PROBLEM TO WORK ON
Rewrite everything from the line containing "Task: identify the floral" down to the end of the rows, putting "shirt" in place of "blouse" and leaving everything else unchanged.

RECORDS TO PROCESS
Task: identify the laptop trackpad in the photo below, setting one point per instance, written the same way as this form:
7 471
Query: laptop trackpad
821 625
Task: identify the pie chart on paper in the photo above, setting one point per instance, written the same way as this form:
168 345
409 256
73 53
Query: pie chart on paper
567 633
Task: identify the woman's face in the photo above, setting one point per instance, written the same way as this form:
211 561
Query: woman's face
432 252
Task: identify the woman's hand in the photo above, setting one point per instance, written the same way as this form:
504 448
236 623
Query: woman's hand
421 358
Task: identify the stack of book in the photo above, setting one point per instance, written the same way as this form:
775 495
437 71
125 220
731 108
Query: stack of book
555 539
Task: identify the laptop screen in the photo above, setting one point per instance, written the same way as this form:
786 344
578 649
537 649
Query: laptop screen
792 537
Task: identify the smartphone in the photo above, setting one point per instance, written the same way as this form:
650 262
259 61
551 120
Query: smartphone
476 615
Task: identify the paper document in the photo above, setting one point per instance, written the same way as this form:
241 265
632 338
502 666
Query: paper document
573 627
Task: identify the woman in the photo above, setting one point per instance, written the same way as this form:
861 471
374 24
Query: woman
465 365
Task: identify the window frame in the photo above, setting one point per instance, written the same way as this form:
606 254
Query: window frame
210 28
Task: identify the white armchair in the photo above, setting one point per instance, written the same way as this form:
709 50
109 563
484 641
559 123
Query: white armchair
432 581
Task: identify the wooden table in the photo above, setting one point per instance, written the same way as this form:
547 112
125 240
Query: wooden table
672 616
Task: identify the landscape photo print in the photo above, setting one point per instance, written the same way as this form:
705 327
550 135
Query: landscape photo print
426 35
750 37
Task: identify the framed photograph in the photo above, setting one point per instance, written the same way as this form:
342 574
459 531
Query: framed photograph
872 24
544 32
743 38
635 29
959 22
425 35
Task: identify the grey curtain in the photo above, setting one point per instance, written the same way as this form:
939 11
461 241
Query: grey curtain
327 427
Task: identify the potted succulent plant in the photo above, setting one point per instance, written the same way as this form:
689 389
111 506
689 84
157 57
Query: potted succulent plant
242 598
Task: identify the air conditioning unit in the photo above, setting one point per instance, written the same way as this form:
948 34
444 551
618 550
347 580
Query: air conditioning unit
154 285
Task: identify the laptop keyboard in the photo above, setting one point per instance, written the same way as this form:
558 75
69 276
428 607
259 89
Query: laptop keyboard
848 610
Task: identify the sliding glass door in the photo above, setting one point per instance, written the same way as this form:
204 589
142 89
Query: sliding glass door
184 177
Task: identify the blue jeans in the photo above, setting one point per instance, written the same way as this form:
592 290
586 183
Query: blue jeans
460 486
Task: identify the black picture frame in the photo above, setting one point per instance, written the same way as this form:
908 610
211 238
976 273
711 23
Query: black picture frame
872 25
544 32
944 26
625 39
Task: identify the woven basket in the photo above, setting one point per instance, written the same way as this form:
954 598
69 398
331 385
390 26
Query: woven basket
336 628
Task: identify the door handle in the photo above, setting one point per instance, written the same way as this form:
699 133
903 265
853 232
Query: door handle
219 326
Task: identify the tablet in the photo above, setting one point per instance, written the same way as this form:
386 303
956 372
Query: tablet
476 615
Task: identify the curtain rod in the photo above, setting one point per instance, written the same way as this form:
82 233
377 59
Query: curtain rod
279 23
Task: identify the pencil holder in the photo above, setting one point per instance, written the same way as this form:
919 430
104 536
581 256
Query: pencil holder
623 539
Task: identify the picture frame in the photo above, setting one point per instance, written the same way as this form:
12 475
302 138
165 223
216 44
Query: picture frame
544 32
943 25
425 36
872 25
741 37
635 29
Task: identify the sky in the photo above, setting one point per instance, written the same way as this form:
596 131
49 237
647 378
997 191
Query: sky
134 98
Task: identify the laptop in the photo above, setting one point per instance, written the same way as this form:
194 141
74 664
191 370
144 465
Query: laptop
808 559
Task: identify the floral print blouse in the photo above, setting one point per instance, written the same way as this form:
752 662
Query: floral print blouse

SOLUTION
Task: identify the floral print shirt in the photo above, setting one point per instance, written the same way as this form:
752 662
Query: floral print shirt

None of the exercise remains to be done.